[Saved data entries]
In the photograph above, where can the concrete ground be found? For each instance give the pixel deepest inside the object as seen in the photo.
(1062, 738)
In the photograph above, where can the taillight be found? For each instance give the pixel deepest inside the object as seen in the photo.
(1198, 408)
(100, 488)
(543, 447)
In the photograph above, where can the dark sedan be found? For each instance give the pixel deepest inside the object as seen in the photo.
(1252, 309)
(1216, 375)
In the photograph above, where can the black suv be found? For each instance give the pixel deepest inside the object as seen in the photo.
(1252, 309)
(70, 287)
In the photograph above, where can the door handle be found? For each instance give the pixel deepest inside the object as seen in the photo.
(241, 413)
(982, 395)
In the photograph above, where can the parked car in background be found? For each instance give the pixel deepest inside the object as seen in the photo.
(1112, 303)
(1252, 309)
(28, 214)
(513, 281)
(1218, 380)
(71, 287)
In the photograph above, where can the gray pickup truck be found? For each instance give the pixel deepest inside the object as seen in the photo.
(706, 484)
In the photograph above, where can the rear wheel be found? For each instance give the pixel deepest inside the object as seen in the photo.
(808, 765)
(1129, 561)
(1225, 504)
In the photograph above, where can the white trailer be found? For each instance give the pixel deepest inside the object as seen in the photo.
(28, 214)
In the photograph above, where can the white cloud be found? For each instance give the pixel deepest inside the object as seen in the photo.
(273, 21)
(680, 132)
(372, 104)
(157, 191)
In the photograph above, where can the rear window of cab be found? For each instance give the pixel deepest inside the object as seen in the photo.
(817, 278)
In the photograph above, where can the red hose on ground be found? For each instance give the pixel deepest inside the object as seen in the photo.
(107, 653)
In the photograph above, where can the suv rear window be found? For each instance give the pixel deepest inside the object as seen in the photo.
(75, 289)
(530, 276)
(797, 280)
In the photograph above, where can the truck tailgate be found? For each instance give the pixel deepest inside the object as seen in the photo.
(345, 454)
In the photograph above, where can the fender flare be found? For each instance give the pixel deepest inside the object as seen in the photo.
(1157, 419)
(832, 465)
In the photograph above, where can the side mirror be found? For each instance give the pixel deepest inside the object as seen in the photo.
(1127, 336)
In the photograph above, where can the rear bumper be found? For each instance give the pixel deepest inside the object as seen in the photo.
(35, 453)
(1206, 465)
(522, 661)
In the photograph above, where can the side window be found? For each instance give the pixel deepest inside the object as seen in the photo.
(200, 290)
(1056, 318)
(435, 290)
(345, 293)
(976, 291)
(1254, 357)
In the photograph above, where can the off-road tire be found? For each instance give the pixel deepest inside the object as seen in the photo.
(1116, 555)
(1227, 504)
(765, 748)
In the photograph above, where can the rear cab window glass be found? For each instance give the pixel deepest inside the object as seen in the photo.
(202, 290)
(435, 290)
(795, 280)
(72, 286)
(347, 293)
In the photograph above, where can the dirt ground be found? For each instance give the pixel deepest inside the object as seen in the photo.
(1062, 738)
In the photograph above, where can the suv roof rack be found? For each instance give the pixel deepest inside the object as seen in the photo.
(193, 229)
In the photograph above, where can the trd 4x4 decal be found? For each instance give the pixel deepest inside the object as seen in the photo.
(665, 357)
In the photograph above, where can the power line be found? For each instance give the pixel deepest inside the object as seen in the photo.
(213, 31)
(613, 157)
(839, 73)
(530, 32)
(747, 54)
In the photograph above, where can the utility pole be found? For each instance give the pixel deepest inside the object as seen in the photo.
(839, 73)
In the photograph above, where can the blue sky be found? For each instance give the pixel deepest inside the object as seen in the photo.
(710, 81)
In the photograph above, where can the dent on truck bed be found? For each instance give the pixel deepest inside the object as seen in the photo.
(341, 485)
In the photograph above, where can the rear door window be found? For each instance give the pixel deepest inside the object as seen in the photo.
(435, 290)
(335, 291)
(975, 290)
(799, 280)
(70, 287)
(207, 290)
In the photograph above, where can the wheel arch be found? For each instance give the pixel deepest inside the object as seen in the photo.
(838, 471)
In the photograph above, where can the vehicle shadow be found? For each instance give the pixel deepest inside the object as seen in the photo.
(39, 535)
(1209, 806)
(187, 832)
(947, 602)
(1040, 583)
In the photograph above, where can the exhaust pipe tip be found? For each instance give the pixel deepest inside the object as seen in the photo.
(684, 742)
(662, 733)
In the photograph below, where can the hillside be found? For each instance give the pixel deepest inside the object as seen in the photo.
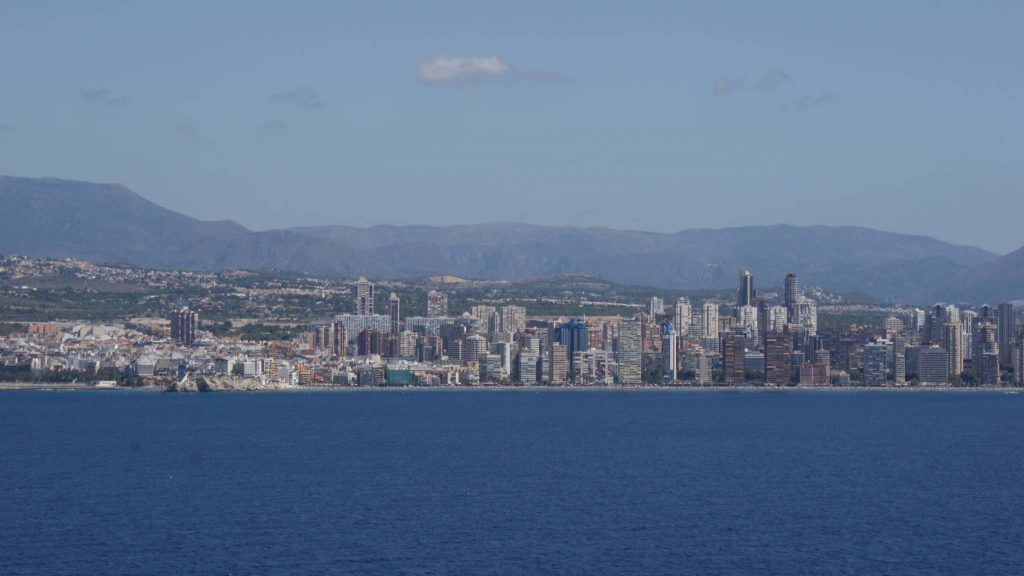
(112, 223)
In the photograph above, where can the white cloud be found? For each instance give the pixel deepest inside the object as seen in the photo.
(725, 86)
(273, 125)
(303, 96)
(773, 79)
(451, 69)
(188, 130)
(805, 103)
(102, 96)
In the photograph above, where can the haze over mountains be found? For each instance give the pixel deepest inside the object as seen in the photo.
(111, 223)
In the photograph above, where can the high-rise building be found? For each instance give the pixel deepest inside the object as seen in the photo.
(436, 304)
(709, 325)
(1019, 365)
(745, 289)
(988, 369)
(557, 364)
(984, 340)
(474, 346)
(669, 356)
(894, 327)
(876, 363)
(918, 320)
(394, 313)
(683, 315)
(733, 358)
(573, 336)
(952, 340)
(778, 361)
(655, 307)
(791, 295)
(1008, 333)
(364, 296)
(513, 319)
(700, 364)
(183, 325)
(933, 366)
(629, 353)
(527, 367)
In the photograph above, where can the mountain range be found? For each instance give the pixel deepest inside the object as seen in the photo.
(111, 223)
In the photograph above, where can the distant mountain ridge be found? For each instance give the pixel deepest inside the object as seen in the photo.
(112, 223)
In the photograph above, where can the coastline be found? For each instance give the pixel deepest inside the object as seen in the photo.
(51, 386)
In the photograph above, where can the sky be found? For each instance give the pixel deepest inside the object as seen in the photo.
(659, 116)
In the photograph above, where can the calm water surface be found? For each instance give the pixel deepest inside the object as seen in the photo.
(512, 483)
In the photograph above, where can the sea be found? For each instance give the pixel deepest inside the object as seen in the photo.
(512, 483)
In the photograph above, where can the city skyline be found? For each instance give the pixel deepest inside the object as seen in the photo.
(786, 111)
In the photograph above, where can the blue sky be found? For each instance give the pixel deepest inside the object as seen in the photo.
(662, 116)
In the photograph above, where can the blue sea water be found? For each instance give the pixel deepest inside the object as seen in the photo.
(512, 483)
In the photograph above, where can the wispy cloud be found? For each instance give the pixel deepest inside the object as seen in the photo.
(452, 69)
(188, 130)
(725, 86)
(773, 79)
(303, 96)
(469, 70)
(769, 80)
(102, 96)
(805, 103)
(274, 125)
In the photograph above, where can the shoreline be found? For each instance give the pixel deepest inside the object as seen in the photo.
(51, 386)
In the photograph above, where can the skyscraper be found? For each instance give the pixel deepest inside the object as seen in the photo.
(733, 357)
(745, 289)
(394, 313)
(669, 360)
(1007, 334)
(791, 295)
(557, 364)
(436, 303)
(573, 337)
(655, 307)
(683, 314)
(364, 296)
(709, 326)
(183, 325)
(629, 354)
(778, 359)
(876, 363)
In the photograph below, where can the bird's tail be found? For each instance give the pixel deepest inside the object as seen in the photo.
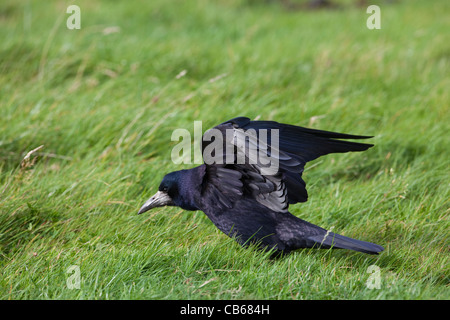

#### Exercise prompt
Retype the data above exactly, dropping every picture.

#### Solution to this exercise
In the photograph above, where can the concrete ground be found? For each instance give the pixel deepest inside the object as seen in the photo.
(1062, 738)
In the photograph above, where can the taillight be found? For each instance give the pixel deepest inside the object as seen in the photo.
(1198, 408)
(100, 488)
(543, 447)
In the photograph above, where can the dark sedan be found? For each instance give the pixel deepest inside the object as seen in the photo.
(1252, 309)
(1216, 375)
In the photograph above, where can the black suv be found? For each instance give the pixel deepest inside the object as seen in the photo.
(1252, 309)
(70, 287)
In the photograph above, where can the door handle be found? For each instance give the pixel deepest inside the object as seen in the photo.
(241, 413)
(982, 395)
In the photograph above, where can the parked car in background be found? For each instance give the pixel deepest inside the object as seen in the photo.
(1112, 303)
(1252, 309)
(28, 214)
(513, 281)
(1218, 380)
(71, 287)
In the photograph above, where can the gray pickup truck be found? For each instance give the pixel deepest inside the object as seen in the photo.
(706, 484)
In the photograph above, where can the rear wheel be found? For each instance give the pixel deepest inside the object as seen in the photo.
(808, 765)
(1129, 561)
(1225, 504)
In the photograph above, where can the white trailer be found? For each instance give the pixel deepest inside the object as seen in the photo.
(28, 214)
In the photograph above, where can the white cloud be found? For each instance give the pixel deepest inside the object as seen in the photo.
(273, 21)
(680, 132)
(372, 104)
(157, 191)
In the photograph above, where can the rear window of cab be found? For each instance give the pixel deepest inside the object as seen in the photo.
(817, 278)
In the photograph above, where can the red hose on ground be found? For each instance give the pixel deepest inside the object as seen in the photo.
(107, 653)
In the photograph above, where can the suv rear window be found? For each instance give the pixel deepest inside the object as seen in the photo.
(75, 289)
(530, 276)
(797, 280)
In the photograph above, where can the truck tailgate be found? For each instance give the pixel deepest inside the object as seen in the photo.
(345, 454)
In the photograph above, where can the fender flare be found? For each instance give the pixel deepest inside the object as seen in the photo.
(1157, 419)
(832, 465)
In the photograph above, where can the side mirror be found? For each instance give the pixel deepest inside the object as seen in the photo.
(1127, 336)
In the photograph above, where can the rear bumper be found? For each instance give the pixel deepest inside the object as seen in the photo.
(35, 453)
(1206, 465)
(522, 661)
In the photograph above, where can the side window be found? For each instance give the pixel deepest inside the object as seen in the photo.
(200, 290)
(1056, 318)
(435, 290)
(345, 293)
(976, 291)
(1254, 357)
In the photograph above, where can the off-road tire be found? For each instance give the pixel deepest inside the object as seen in the photo.
(1116, 555)
(1227, 504)
(765, 748)
In the photograph above, where can the rear cab window glass be found? For each instance give the pixel deepest inside the object as seen in the photo.
(202, 290)
(435, 290)
(795, 280)
(72, 286)
(347, 293)
In the photograph above, where can the dirt ground be found? For each instance give the pixel deepest inside the object as seen in the photo.
(1062, 738)
In the photograph above, where can the suv roof rack be found? For each instance give the pixel deepest inside the object as seen in the photo.
(193, 229)
In the photograph above, where can the trd 4x4 decal be found? For each instance give the pixel deepest inside the object as seen in the photo.
(665, 357)
In the photograph above, where can the power line be found? For each instance give the pixel deepest inside the object as seen in the photo.
(213, 31)
(613, 157)
(839, 73)
(530, 32)
(747, 54)
In the photograph above, where can the utility pole be found? For each instance give the pixel deepest inside the object as seen in the photo.
(839, 73)
In the photograph above, where can the blue sky be found? For each instance give the pixel deepest inside the object as seen in the photo.
(710, 81)
In the photograph above, where can the dent on truck bed be found? For each instance give the pixel deepest inside the object as seen in the photo.
(341, 485)
In the photograph above, where can the rear door window be found? For each instance give the pixel deepest inside the object as seen in the photo.
(435, 290)
(335, 291)
(975, 290)
(799, 280)
(70, 287)
(207, 290)
In the photograph above, where can the wheel arch be found? For each instance give the pixel deepest inside the object as seen in the photo.
(838, 471)
In the photograph above, where can the vehicle shadow be found? For each instance give the pixel deepest inside the object as seen in the photo.
(39, 535)
(1209, 806)
(187, 832)
(947, 602)
(1040, 583)
In the photograph above, where can the exhaust pipe tip be found? For each instance give the pixel deepest inside the object as seen in the photo.
(684, 742)
(662, 733)
In the photograph below, where can the hillside be found? For each instance give the pixel deepest inside the object as seen in the photo.
(112, 223)
In the photograph above, where can the white cloud be found? For each instance give the pixel deepest inside the object as seen in the photo.
(725, 86)
(273, 125)
(303, 96)
(773, 79)
(451, 69)
(188, 130)
(805, 103)
(102, 96)
In the photograph above, where can the haze over mountains be found? For each instance give the pixel deepest inside the object as seen in the photo.
(111, 223)
In the photograph above, where can the high-rise building be found? For each instance give the pixel deepest inside the object as seen in the photo.
(436, 304)
(709, 325)
(1019, 365)
(745, 289)
(988, 369)
(557, 364)
(984, 340)
(474, 346)
(669, 356)
(894, 327)
(876, 363)
(918, 320)
(394, 313)
(683, 315)
(733, 358)
(573, 336)
(952, 340)
(778, 361)
(655, 307)
(791, 295)
(1008, 333)
(364, 296)
(513, 319)
(700, 364)
(183, 325)
(933, 366)
(629, 353)
(527, 367)
In the photograph above, where can the mountain range be found? For each instance give the pixel deepest inside the object as seen in the photo.
(111, 223)
In the photograph above, where can the distant mountain ridge be found? For each instance give the pixel deepest inside the object as seen in the photo.
(112, 223)
In the photograph above, where can the coastline be found? For each instance give the pixel deepest inside the object as seen in the photo.
(51, 386)
In the photograph above, where can the sky be found? For each instance give the pixel deepest inside the object as seen in the photo.
(659, 116)
In the photograph above, where can the calm water surface be found? For each instance give the pixel deepest inside the object as seen in the photo.
(512, 483)
In the photograph above, where can the sea be found? For each instance give the pixel deepest inside the object as seen in the photo.
(512, 483)
In the photograph above, where can the city skyline be found? For each instance give the pixel deepest inside the object as seen in the photo.
(786, 111)
In the photograph above, where can the blue sky be found? For each instance give the pixel deepest inside the object as seen in the photo.
(662, 116)
In the photograph above, where can the blue sea water be found? For each instance give the pixel deepest inside the object as seen in the photo.
(512, 483)
In the photograph above, where can the wispy cloud be found? For each instance give the pixel deepest inside the object as seen in the photo.
(452, 69)
(188, 130)
(725, 86)
(773, 79)
(303, 96)
(469, 70)
(769, 80)
(102, 96)
(805, 103)
(274, 125)
In the photograph above, where can the shoreline be found? For each instance give the pixel deepest inside the object as seen in the photo.
(51, 386)
In the photograph above, where can the skyscraper be found? For each instance give the pixel deepest inside the object as seen in the photo.
(733, 357)
(745, 289)
(394, 313)
(669, 360)
(1007, 334)
(791, 295)
(557, 364)
(436, 303)
(573, 337)
(655, 307)
(683, 314)
(364, 296)
(709, 326)
(183, 325)
(629, 354)
(778, 359)
(876, 363)
In the photograph below, where can the bird's tail be found? For each instance give the pixel deepest inside the object as seen in the photo.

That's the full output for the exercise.